27:53 - Lindsay Lyons (Host)
Absolutely, and one of the things I've been playing with lately that's going to lead us into this next question I hope this transition works is action can feel really big for both teachers and students and like, okay, we got to go act. 

28:05
And people have this idea, I think, in their head sometimes that action means you need to change a federal policy or you need to go amass a thousand person protest or whatever the thing is, test or you know whatever the thing is, and that thinking again about like that bodily experience and just like the idea of healing when we're all like I just think societally, politically, like there's such an intense divide that is is actively like harming kids and and right, that like we, we need to like have conversations across difference without like harming kids, or like identities right and like making sure dignity is upheld. So I'm very interested in like these kind of like micro ways of action and like just being in community and learning a new way that has, like I've just read that you have, you know, a healing orientation to your work in education and I'm curious if you could say more about that because I'd love to learn. 

28:58 - SL Rao (Guest)
Yeah, definitely.

## Short problem a
Pick out every row below that contains the word "hand".

## Data provided

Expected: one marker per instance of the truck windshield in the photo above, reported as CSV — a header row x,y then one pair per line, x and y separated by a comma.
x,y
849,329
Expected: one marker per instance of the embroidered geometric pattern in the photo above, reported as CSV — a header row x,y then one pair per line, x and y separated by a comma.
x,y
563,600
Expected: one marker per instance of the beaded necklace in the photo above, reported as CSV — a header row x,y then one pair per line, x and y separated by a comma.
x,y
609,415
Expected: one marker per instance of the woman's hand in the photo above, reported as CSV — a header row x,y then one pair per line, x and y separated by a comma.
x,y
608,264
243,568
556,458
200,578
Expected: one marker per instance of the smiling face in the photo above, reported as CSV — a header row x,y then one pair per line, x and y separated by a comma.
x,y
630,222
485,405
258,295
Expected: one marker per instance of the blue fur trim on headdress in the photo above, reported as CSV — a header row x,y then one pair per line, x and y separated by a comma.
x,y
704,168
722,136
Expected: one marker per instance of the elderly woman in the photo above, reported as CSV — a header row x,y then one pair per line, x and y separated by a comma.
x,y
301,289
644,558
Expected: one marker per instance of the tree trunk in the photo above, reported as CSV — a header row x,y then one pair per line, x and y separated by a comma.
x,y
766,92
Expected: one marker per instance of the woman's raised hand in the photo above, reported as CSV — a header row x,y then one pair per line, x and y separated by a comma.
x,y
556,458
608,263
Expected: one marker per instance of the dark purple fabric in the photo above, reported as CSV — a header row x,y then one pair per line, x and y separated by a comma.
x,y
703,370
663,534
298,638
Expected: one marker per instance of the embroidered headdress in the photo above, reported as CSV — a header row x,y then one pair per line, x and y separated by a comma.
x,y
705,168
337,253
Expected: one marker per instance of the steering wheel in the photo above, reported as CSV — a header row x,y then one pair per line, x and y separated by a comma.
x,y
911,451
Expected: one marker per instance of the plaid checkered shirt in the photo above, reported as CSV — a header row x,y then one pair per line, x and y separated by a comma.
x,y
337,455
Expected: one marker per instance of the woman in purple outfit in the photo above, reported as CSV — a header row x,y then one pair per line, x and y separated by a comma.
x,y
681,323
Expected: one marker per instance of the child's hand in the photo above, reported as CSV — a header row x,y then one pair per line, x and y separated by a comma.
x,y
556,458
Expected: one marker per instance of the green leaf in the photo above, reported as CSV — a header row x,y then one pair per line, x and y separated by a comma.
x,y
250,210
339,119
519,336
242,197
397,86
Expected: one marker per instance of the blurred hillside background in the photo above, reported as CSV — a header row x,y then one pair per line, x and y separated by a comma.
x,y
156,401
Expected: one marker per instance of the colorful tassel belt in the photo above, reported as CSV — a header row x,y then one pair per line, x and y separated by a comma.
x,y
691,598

## Short problem b
Repeat the part of the podcast transcript above that starts with "27:53 - Lindsay" and goes on through "got to go act.".

## Exercise output a
Expected: one marker per instance of the woman's hand in the photo above, reported as CSV — a header row x,y then one pair per line, x and y separated by a comma.
Expected: one marker per instance of the woman's raised hand in the photo above, reported as CSV — a header row x,y then one pair per line, x and y separated by a comma.
Expected: one marker per instance of the child's hand in the photo above, reported as CSV — a header row x,y then one pair per line, x and y separated by a comma.

## Exercise output b
27:53 - Lindsay Lyons (Host)
Absolutely, and one of the things I've been playing with lately that's going to lead us into this next question I hope this transition works is action can feel really big for both teachers and students and like, okay, we got to go act.